# Requirement
Find each line in the listing below that contains the word "trunk", and copy those lines out in full.
** begin **
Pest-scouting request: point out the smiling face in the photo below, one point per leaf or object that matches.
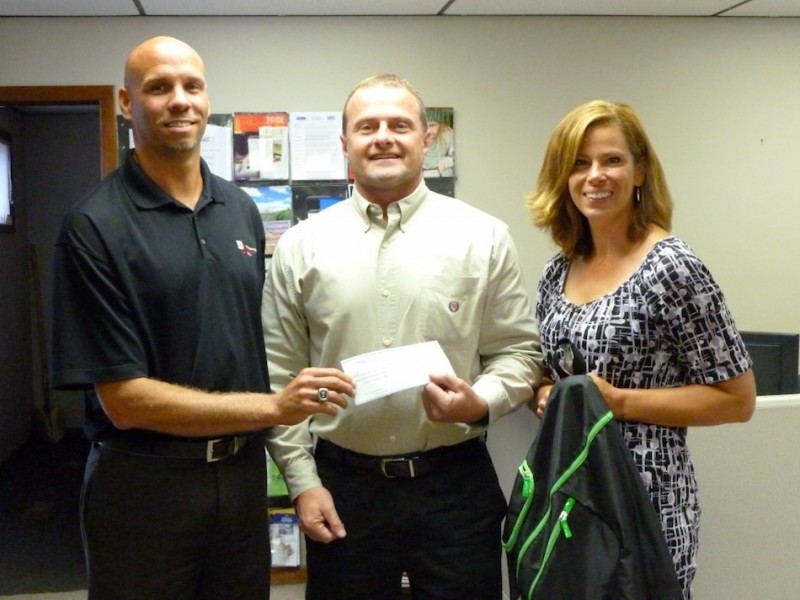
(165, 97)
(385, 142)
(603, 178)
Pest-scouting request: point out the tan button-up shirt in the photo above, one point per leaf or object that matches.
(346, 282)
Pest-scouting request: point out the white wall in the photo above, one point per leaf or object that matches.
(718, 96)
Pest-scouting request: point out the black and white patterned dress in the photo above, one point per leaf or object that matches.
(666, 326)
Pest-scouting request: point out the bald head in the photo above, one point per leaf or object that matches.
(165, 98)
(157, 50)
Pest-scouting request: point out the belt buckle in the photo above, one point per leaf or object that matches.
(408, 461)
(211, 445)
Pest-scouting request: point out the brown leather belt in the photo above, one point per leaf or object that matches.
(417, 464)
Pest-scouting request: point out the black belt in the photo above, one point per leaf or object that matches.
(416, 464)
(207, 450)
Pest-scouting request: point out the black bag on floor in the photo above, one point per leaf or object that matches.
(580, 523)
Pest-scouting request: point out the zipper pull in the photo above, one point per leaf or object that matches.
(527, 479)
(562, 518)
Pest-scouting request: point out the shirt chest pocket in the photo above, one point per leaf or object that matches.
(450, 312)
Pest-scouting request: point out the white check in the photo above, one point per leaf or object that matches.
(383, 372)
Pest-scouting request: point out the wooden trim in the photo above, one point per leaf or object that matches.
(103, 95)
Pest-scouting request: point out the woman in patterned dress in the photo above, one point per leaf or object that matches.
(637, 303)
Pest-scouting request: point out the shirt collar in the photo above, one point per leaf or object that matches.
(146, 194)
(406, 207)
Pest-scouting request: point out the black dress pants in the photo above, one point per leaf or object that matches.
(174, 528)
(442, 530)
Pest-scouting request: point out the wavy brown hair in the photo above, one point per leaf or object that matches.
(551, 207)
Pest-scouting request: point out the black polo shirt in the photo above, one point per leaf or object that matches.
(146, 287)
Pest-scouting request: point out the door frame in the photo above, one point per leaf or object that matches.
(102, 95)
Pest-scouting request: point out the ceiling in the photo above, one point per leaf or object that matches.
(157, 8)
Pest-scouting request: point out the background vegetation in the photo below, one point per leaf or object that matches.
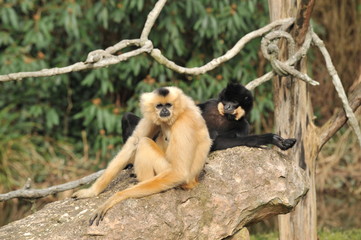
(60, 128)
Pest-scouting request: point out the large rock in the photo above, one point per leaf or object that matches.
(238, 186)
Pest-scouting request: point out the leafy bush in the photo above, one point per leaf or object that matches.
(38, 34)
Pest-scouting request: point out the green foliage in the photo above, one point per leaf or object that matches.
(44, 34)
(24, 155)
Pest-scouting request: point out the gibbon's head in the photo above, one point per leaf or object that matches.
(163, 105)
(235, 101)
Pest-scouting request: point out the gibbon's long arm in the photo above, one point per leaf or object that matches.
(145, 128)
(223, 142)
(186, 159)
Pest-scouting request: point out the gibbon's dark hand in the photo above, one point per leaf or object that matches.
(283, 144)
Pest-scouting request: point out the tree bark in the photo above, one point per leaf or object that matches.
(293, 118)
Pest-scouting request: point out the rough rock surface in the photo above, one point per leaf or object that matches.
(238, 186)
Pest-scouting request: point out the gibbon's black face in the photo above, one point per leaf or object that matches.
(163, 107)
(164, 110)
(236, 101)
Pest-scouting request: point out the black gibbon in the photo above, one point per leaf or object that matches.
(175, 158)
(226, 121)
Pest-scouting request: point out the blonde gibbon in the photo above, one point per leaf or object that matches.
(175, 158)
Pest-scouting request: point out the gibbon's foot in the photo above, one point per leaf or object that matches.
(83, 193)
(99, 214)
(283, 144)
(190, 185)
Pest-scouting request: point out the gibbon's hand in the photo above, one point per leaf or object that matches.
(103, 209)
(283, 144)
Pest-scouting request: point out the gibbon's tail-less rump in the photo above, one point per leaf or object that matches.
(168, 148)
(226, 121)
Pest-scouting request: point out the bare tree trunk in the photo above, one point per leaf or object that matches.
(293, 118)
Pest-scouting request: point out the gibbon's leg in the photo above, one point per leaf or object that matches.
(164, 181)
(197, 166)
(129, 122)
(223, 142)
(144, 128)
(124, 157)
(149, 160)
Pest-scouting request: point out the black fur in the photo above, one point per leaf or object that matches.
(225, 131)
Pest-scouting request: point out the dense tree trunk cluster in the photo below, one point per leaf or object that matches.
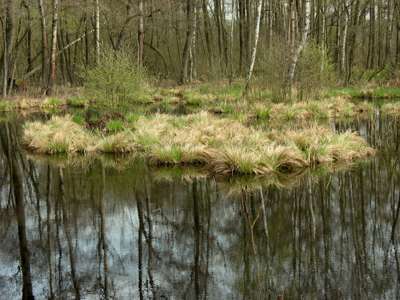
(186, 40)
** end **
** begin **
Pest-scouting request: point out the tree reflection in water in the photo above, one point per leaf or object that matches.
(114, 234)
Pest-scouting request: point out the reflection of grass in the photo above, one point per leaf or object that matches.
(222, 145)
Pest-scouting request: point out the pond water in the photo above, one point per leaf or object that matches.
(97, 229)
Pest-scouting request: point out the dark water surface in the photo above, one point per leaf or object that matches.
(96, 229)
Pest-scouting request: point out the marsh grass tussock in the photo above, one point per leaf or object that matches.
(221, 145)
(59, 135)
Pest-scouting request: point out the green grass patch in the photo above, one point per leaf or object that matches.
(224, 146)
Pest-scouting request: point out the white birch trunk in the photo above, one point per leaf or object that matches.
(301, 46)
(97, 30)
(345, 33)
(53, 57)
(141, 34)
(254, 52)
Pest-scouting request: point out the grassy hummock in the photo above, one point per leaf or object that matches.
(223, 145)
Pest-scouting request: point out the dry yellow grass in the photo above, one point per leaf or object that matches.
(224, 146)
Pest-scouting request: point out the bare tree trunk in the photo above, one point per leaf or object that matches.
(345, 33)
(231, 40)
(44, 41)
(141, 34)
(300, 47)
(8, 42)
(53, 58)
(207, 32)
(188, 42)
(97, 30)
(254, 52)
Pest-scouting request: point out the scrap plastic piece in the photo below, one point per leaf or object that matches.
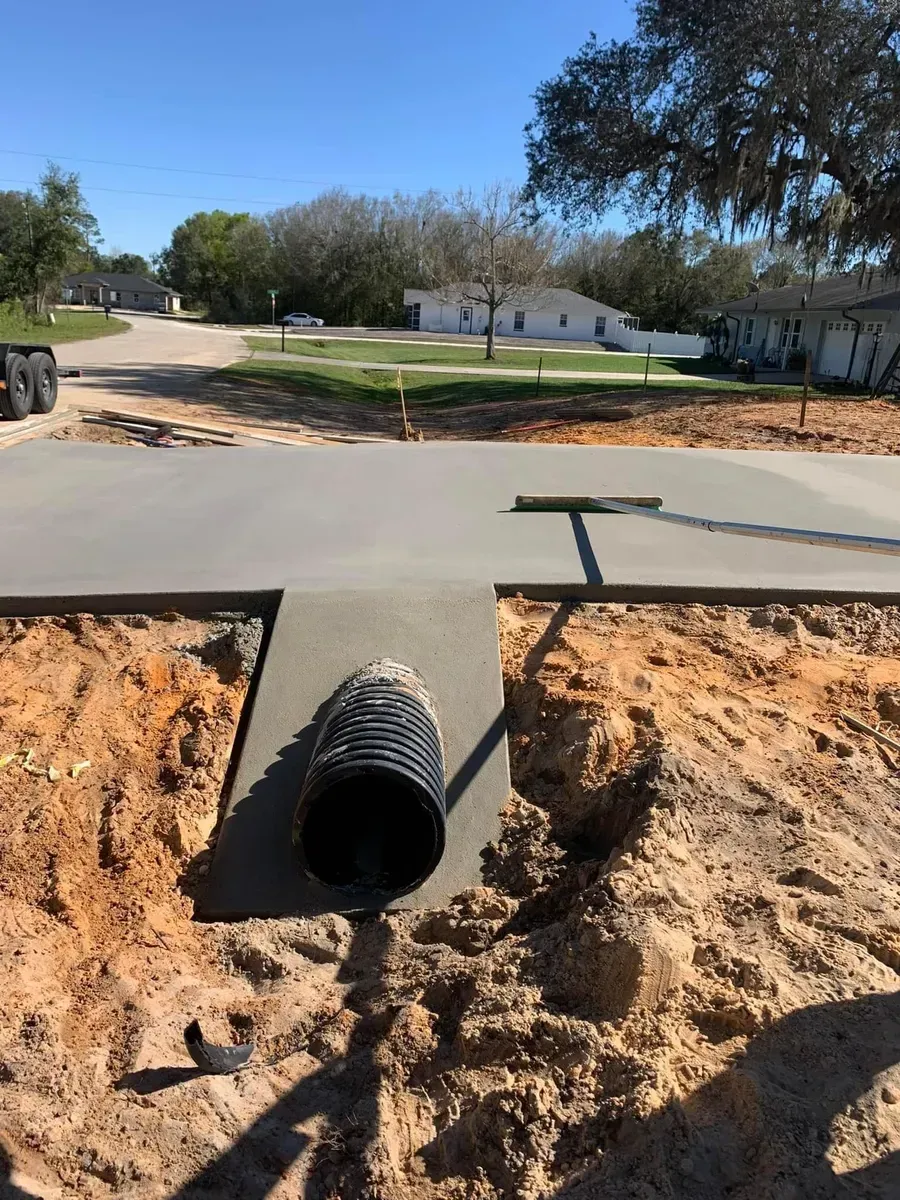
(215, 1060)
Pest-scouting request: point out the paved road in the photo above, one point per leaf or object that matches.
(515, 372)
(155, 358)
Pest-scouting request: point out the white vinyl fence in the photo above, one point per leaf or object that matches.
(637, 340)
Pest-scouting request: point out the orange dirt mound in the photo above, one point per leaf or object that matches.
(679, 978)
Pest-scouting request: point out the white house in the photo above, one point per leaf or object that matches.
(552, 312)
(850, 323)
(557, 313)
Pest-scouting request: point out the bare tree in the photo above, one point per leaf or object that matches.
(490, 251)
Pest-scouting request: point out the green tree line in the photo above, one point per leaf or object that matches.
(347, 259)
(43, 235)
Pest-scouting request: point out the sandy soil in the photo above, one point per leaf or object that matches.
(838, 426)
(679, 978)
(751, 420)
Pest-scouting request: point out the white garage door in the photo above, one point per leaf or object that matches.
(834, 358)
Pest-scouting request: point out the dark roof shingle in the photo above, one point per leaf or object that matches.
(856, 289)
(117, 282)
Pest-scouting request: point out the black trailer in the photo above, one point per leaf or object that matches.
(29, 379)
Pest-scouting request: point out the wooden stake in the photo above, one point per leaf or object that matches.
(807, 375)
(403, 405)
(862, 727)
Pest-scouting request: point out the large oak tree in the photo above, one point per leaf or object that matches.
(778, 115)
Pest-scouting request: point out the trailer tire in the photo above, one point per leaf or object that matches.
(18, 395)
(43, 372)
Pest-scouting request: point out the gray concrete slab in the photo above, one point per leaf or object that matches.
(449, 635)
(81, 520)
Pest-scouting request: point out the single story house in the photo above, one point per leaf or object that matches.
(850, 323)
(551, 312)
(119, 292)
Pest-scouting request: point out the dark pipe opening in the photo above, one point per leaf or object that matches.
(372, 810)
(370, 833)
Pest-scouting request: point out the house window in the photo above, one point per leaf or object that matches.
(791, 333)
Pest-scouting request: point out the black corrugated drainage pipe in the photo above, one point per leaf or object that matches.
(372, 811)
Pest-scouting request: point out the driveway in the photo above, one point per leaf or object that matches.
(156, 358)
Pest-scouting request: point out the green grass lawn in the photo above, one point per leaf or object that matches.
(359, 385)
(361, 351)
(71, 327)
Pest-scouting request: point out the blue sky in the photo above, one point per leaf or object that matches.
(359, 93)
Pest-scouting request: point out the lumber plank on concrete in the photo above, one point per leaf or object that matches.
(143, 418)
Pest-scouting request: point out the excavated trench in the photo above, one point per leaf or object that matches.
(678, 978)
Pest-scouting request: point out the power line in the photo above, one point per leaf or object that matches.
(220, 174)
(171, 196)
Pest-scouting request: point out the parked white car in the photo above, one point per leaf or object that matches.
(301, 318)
** end **
** begin **
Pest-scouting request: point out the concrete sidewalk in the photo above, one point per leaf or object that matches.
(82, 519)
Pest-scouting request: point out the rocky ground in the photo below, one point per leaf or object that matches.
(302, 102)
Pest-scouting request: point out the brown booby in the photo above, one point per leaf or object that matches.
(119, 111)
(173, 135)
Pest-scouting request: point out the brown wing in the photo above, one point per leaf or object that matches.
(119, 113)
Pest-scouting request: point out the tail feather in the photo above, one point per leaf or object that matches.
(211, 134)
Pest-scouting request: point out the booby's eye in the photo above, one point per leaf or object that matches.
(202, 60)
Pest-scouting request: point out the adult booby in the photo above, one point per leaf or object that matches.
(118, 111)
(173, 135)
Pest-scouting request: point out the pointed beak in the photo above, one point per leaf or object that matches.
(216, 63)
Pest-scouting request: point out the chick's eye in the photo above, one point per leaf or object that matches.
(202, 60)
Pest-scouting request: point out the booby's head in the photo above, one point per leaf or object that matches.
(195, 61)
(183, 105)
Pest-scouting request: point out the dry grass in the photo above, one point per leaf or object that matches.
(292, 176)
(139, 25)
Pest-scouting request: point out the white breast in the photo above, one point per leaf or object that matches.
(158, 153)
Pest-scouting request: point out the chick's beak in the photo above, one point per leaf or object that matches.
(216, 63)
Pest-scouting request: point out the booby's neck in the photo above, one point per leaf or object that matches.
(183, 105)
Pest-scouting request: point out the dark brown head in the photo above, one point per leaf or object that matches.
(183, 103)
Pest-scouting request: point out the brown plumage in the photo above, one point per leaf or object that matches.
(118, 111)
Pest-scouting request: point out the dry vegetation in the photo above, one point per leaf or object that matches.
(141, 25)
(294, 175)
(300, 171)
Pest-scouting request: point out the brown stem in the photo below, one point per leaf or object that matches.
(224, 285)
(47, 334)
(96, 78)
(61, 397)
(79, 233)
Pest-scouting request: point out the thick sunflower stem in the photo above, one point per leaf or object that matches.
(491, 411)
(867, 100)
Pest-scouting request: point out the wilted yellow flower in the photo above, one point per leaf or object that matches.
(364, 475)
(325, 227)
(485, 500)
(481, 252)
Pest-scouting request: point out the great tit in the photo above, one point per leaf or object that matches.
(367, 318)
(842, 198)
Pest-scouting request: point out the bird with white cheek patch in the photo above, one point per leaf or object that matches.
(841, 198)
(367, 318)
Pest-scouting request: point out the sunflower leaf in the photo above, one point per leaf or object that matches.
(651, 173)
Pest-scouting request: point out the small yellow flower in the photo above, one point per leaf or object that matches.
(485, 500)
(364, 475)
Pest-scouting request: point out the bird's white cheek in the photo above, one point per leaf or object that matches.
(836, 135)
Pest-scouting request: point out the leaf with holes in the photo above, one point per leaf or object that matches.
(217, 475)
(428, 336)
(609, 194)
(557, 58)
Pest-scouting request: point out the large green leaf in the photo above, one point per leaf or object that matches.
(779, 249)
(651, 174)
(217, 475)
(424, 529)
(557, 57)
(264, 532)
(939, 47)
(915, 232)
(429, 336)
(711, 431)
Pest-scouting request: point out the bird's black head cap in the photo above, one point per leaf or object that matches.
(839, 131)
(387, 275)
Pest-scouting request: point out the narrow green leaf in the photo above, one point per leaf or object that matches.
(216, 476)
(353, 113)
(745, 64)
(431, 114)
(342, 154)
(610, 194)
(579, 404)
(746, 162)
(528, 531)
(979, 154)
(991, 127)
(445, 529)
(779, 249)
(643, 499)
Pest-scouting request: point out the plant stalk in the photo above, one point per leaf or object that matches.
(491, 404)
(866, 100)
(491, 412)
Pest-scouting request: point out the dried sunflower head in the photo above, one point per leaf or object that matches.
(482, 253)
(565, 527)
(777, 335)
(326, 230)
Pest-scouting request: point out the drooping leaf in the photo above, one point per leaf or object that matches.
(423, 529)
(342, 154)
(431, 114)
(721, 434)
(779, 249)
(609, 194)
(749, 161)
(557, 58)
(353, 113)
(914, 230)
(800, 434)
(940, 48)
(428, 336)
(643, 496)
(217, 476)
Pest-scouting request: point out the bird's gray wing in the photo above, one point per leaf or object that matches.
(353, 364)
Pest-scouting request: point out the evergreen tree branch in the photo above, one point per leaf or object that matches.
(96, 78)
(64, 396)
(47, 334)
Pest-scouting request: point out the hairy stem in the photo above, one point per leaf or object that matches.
** end **
# Full response
Pest-scouting request: point out the bare tree trunk in the photo above, one point per leaf or object that matches.
Pest-scouting request: point out the dense tree trunk cluster in the photo below, one point per leaf or object that matches.
Pest-scouting request: point out the white birch trunk in the photo above, one point per leaf or object that matches.
Pest-scouting request: point out the bare tree trunk in the photo above, one point per leaf or object that matches.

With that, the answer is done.